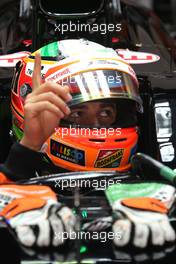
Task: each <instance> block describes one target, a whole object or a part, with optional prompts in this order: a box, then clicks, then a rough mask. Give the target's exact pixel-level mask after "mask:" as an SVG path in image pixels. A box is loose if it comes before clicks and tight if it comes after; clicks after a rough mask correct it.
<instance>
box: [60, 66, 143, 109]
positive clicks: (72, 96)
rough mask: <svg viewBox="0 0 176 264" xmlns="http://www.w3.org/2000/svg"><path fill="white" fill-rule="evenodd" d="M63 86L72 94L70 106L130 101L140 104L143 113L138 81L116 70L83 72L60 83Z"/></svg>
mask: <svg viewBox="0 0 176 264" xmlns="http://www.w3.org/2000/svg"><path fill="white" fill-rule="evenodd" d="M59 83H60V84H61V85H68V86H69V87H70V91H71V94H72V98H73V99H72V101H71V102H69V106H74V105H77V104H80V103H84V102H88V101H92V100H98V99H105V98H121V99H130V100H133V101H135V102H137V103H138V106H139V110H140V111H142V100H141V98H140V95H139V91H138V83H137V82H136V80H135V79H134V78H133V77H132V76H130V75H129V74H127V73H125V72H120V71H116V70H96V71H88V72H82V73H80V74H77V75H71V76H68V77H67V78H65V79H62V80H60V81H59Z"/></svg>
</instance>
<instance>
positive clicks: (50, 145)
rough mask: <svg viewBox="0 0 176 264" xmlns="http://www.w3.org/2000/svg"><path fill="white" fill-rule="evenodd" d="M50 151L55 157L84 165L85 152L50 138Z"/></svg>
mask: <svg viewBox="0 0 176 264" xmlns="http://www.w3.org/2000/svg"><path fill="white" fill-rule="evenodd" d="M50 151H51V154H52V155H53V156H55V157H58V158H60V159H63V160H66V161H69V162H72V163H75V164H78V165H81V166H85V152H84V151H83V150H80V149H75V148H72V147H70V146H67V145H64V144H61V143H59V142H57V141H55V140H52V139H51V145H50Z"/></svg>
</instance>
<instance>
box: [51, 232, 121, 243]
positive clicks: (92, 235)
mask: <svg viewBox="0 0 176 264" xmlns="http://www.w3.org/2000/svg"><path fill="white" fill-rule="evenodd" d="M121 237H122V234H121V231H119V232H105V231H101V232H96V231H93V232H88V231H87V232H85V231H79V232H58V233H56V232H55V239H59V240H61V241H64V240H67V239H68V238H69V239H70V240H75V239H79V240H98V241H101V242H102V243H105V242H106V241H107V240H114V239H115V238H116V239H118V240H120V239H121Z"/></svg>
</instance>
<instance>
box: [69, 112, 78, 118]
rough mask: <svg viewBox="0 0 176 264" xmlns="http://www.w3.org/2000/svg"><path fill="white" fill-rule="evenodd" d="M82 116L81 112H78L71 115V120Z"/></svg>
mask: <svg viewBox="0 0 176 264" xmlns="http://www.w3.org/2000/svg"><path fill="white" fill-rule="evenodd" d="M80 116H81V112H80V111H76V112H73V113H71V114H70V116H69V117H70V118H78V117H80Z"/></svg>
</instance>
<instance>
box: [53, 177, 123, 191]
mask: <svg viewBox="0 0 176 264" xmlns="http://www.w3.org/2000/svg"><path fill="white" fill-rule="evenodd" d="M114 184H119V185H120V184H121V182H120V180H118V179H101V180H97V179H61V180H55V186H54V187H55V188H56V187H58V188H60V189H61V190H64V189H67V188H75V187H79V188H94V189H96V190H106V189H107V188H108V187H109V186H111V185H114Z"/></svg>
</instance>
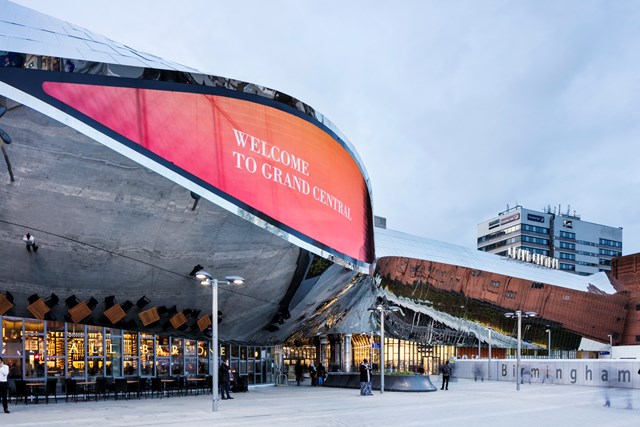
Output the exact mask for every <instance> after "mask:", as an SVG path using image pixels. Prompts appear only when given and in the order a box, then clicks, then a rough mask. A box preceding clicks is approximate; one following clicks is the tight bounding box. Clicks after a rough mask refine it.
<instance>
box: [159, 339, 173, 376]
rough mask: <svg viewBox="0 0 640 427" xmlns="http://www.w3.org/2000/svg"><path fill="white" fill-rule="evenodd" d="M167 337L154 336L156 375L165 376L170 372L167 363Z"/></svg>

THE PROBLEM = Which lines in the data above contain the string "clicks", matching case exactly? Copy each such line in full.

SOLUTION TO THIS TASK =
Task: each <instance> block describes one target, a whole object or a part, with optional prompts in this order: a box, then clicks, then a rough mask. Give the target's exact pixel-level mask after "mask:" as an SVG path in image pixels. A box is loose if it comes before clicks and tight if it comes after; clicks after a rough mask correct it.
positive clicks: (72, 96)
positive clicks: (50, 145)
positive clicks: (92, 235)
Output the exact mask for every <instance> after "mask:", as an SVG path using image pixels. Prompts appear only when given and in the order a box, then clicks, then a rough mask. A box preceding clicks is approximate; one following clicks is the tight bounding box. Clicks after a rough mask refine it.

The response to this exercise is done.